* BEGIN DATA FOR PROCESSING *

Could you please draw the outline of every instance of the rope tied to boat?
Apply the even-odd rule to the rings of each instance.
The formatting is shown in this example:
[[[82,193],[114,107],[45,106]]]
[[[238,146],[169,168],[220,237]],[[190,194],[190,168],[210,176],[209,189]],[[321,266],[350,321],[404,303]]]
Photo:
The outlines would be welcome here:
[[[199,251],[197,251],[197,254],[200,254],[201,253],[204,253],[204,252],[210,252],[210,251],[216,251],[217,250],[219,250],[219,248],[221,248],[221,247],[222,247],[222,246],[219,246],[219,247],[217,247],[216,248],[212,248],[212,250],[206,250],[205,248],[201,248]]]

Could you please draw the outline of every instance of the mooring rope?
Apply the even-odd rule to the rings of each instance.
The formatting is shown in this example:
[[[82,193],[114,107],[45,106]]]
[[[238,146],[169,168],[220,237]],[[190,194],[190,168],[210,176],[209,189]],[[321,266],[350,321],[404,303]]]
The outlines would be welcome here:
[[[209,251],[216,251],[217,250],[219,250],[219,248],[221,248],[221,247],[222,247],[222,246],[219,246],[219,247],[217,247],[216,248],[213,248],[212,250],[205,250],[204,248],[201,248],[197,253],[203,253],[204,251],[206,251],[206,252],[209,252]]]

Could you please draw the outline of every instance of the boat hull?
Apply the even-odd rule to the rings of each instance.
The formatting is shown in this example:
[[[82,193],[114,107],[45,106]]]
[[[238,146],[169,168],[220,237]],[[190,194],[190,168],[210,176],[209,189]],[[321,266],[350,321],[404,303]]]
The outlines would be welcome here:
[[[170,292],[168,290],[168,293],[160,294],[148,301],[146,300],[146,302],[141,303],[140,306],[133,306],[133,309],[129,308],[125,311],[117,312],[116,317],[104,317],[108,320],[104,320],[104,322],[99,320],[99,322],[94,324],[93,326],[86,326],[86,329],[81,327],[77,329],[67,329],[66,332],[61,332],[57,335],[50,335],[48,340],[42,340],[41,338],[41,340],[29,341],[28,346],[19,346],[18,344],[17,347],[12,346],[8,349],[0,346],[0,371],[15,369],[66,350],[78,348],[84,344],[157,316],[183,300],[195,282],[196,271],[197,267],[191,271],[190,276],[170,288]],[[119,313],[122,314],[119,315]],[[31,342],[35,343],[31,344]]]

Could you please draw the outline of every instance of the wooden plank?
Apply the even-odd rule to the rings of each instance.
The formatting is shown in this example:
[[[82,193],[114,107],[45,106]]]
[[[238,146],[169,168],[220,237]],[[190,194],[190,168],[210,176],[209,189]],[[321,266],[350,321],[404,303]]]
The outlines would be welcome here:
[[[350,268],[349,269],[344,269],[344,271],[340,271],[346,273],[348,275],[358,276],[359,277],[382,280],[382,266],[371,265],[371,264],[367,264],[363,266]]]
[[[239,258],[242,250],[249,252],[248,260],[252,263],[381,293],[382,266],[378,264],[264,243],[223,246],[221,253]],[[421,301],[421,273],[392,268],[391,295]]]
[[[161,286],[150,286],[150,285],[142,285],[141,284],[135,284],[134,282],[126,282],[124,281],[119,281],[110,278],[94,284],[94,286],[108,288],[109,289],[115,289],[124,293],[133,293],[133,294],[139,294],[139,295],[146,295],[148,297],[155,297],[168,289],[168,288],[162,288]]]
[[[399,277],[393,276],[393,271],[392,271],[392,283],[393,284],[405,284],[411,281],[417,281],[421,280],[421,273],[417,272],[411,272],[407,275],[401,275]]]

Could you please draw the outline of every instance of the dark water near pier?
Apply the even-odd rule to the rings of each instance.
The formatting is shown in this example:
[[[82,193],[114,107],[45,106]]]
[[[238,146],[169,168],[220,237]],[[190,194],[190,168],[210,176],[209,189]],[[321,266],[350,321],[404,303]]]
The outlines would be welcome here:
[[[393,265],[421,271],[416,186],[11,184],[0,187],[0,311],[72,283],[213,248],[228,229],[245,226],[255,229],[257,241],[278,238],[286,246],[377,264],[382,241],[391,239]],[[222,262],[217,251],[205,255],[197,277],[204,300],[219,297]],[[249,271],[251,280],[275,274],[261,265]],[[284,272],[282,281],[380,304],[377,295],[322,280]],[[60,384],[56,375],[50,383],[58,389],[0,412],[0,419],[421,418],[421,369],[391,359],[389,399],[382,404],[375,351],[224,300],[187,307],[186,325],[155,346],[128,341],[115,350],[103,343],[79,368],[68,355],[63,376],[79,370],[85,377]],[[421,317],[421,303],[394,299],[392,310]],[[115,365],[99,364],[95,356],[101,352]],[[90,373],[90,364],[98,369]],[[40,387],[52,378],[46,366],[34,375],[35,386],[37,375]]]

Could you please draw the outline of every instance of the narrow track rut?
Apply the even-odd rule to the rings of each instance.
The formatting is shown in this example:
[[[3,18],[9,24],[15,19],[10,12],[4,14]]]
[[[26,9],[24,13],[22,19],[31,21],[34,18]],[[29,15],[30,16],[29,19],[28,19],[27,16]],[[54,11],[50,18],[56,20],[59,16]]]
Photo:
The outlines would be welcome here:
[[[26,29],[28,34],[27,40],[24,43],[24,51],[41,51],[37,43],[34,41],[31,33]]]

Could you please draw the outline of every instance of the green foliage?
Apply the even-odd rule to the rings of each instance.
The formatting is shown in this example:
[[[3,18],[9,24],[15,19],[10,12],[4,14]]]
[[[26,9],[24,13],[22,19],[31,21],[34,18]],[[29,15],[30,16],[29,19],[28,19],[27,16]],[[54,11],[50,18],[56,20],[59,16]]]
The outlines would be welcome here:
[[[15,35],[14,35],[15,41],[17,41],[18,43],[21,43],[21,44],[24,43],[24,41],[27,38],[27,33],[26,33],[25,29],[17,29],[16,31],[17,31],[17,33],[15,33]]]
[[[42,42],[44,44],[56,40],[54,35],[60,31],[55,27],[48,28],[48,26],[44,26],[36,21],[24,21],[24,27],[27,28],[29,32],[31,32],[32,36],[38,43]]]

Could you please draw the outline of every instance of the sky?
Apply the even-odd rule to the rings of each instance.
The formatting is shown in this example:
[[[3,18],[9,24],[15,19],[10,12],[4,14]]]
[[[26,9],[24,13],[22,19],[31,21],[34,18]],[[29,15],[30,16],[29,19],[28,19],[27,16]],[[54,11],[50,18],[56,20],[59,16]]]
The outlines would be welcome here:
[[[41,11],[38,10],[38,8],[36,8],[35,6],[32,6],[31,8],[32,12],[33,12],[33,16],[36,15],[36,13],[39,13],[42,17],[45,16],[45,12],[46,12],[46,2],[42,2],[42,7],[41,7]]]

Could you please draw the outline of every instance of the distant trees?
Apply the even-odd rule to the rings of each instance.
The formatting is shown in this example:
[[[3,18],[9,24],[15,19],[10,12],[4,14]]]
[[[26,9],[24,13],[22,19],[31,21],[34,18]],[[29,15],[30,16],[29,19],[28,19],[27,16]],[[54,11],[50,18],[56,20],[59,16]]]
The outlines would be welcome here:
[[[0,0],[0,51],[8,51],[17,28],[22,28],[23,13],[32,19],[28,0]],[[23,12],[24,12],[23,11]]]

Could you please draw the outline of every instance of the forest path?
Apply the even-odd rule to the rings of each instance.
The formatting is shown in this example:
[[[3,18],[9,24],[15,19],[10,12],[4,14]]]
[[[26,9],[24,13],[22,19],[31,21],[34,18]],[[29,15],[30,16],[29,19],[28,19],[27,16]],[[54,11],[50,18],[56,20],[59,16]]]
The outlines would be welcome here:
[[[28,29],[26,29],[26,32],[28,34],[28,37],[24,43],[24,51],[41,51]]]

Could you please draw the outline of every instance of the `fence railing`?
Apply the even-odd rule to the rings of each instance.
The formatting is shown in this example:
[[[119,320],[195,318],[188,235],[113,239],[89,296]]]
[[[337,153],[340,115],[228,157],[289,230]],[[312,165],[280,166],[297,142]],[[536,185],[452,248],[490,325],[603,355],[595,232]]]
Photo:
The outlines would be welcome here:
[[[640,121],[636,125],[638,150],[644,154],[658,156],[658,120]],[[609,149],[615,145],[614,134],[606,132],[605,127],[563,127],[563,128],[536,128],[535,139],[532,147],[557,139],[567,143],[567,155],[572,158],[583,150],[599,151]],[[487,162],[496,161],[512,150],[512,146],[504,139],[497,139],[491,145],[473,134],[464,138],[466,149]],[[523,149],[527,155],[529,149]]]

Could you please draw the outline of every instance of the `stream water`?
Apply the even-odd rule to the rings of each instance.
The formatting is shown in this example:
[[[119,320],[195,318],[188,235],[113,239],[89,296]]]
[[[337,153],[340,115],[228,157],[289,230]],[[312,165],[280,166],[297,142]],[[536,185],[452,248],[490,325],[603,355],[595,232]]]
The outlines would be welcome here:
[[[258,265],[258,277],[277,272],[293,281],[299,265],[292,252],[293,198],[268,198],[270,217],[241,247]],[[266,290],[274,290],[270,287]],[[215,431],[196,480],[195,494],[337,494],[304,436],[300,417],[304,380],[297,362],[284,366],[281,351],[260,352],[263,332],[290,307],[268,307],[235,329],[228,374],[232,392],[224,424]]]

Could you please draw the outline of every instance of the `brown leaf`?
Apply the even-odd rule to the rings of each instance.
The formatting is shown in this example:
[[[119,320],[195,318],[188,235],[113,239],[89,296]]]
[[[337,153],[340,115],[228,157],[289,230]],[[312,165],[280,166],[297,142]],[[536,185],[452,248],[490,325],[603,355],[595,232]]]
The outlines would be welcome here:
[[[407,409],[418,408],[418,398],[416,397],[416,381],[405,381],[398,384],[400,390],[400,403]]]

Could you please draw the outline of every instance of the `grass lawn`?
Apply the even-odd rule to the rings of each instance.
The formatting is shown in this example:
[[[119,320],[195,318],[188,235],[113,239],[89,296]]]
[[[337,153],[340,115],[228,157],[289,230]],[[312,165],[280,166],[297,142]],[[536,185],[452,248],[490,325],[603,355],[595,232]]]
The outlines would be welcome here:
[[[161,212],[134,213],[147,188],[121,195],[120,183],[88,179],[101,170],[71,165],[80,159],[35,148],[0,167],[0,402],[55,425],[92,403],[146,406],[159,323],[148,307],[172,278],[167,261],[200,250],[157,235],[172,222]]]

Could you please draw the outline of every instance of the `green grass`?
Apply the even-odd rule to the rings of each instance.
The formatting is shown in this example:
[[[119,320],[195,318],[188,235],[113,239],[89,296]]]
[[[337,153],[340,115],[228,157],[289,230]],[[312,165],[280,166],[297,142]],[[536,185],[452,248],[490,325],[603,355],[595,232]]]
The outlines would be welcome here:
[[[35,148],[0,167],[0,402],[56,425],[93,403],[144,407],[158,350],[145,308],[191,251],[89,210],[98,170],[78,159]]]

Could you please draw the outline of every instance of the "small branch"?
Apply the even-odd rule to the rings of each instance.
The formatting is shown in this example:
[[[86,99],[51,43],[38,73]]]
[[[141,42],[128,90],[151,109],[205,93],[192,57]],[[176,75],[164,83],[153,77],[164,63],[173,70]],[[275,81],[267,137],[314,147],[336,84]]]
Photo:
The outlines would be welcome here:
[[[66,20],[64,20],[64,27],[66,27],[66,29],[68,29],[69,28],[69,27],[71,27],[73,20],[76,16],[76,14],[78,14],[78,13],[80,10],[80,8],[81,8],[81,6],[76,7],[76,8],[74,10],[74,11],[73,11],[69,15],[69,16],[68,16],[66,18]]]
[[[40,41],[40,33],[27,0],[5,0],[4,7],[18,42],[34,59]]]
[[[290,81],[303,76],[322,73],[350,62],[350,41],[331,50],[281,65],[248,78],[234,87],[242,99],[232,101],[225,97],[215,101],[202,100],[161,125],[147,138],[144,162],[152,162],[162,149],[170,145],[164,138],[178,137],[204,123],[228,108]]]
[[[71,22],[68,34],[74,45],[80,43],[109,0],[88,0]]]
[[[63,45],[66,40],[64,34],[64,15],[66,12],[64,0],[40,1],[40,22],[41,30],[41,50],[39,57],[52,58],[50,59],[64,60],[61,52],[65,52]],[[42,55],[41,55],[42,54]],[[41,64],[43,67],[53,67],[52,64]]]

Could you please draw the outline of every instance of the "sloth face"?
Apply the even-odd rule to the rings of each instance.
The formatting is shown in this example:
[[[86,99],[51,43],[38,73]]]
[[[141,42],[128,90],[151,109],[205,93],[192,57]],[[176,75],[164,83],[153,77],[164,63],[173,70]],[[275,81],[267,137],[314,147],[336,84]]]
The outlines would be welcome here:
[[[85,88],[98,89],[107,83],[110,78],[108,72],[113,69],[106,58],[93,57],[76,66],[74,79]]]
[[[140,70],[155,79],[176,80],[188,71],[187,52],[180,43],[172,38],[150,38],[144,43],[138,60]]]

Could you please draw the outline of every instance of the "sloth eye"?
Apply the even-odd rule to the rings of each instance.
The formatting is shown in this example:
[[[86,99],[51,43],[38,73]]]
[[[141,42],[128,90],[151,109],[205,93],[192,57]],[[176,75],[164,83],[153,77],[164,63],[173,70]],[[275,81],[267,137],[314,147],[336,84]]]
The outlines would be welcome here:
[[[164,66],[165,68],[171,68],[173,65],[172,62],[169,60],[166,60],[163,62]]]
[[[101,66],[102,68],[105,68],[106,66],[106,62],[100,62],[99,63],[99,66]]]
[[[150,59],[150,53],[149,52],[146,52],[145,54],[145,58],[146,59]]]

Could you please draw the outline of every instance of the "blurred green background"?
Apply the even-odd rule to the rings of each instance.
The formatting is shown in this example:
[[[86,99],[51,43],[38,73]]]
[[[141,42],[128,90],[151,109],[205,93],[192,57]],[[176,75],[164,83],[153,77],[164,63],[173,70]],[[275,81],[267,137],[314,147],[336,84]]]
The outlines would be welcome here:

* END DATA FOR PROCESSING *

DO THIS:
Tally the lines of the rows above that contain the string "water", and state only the resulting number.

RESPONSE TO THIS TASK:
2